Extract the line that contains "Where can the green" and every line after it to the end of the records below, exactly as written and nothing else.

** Start RECORDS FOR THE TASK **

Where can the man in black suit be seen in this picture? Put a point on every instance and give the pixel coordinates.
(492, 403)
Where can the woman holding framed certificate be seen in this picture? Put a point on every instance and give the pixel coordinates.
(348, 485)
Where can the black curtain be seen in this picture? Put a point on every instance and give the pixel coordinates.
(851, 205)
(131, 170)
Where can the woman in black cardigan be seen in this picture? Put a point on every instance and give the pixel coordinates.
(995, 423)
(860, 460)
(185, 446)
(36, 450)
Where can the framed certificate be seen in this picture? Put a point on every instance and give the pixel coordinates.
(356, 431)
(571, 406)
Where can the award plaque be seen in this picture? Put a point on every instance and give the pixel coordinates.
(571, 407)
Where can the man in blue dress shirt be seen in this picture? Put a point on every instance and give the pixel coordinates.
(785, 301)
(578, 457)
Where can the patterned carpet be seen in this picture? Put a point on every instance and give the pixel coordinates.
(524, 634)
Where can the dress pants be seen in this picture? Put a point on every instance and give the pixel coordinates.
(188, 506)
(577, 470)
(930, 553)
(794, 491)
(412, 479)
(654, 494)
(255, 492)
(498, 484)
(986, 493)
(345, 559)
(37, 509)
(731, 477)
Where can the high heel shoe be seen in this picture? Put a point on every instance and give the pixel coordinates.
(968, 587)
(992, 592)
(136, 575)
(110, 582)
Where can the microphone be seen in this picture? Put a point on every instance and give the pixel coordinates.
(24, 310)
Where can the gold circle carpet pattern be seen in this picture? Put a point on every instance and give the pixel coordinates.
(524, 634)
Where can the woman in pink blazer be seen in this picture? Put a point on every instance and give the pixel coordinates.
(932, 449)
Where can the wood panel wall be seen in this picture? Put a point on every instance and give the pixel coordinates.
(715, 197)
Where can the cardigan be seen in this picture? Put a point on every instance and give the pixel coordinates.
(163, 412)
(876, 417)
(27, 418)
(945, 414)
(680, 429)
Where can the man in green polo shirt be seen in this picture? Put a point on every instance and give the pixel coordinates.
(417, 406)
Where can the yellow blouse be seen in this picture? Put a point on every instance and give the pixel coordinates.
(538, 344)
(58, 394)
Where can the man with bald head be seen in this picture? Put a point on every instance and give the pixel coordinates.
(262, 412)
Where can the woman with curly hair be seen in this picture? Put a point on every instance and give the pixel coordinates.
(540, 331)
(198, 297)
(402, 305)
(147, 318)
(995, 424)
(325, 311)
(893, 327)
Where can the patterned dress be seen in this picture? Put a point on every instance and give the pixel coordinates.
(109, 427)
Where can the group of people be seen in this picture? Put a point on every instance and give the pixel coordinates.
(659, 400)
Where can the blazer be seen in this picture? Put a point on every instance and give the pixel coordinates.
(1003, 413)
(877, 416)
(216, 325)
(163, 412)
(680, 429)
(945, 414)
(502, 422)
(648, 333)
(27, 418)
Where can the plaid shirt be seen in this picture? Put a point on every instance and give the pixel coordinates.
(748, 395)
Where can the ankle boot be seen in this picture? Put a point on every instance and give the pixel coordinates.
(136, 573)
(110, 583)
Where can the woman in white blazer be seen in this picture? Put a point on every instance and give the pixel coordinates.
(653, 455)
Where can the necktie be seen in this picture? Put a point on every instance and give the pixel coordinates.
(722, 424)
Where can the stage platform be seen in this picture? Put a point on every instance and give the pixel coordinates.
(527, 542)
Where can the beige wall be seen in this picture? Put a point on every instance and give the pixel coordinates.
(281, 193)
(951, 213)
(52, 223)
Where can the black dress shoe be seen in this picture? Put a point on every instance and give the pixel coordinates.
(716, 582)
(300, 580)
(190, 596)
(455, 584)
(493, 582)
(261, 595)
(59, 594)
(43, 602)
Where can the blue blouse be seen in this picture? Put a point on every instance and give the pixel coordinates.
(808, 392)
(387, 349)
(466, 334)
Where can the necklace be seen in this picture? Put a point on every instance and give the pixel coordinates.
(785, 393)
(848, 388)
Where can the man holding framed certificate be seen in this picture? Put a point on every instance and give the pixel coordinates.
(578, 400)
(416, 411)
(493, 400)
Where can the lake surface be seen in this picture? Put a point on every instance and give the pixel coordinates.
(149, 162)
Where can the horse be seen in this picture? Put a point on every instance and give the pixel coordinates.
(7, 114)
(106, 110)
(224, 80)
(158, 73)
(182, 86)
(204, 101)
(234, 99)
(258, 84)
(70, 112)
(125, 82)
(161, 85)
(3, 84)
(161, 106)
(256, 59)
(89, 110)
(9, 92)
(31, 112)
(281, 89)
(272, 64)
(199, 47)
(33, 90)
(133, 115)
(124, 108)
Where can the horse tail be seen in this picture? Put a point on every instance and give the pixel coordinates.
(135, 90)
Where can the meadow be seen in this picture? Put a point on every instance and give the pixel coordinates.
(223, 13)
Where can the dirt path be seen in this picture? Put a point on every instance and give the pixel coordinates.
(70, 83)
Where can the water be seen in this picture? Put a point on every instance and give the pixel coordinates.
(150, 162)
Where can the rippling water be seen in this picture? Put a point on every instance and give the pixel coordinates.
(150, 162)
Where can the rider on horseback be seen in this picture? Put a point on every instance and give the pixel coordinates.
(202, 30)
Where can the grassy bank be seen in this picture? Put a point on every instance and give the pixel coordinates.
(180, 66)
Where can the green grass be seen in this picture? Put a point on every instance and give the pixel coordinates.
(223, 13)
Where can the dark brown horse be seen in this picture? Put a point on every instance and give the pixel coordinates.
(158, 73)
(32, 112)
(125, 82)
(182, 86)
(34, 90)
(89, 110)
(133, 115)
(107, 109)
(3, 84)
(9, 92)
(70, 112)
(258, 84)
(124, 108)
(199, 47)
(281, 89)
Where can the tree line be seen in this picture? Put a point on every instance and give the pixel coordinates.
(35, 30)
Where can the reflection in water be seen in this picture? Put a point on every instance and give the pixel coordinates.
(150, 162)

** End RECORDS FOR THE TASK **

THE RESULT:
Where can the green grass be seen in this picture? Put a point on every instance and give the pixel coordinates.
(223, 13)
Where can the dark brown horse be seen in this picture? Put a point on every instance and give the pixel coordinates.
(158, 73)
(32, 112)
(125, 82)
(182, 86)
(34, 90)
(89, 110)
(133, 115)
(107, 109)
(3, 84)
(9, 92)
(70, 112)
(258, 84)
(124, 108)
(199, 47)
(281, 89)
Where can the tree line be seen in this picture? Put a point on every instance and give the pixel coordinates.
(35, 30)
Where can the reflection in water be seen in this picture? Put a point on every instance and give the pixel coordinates.
(150, 162)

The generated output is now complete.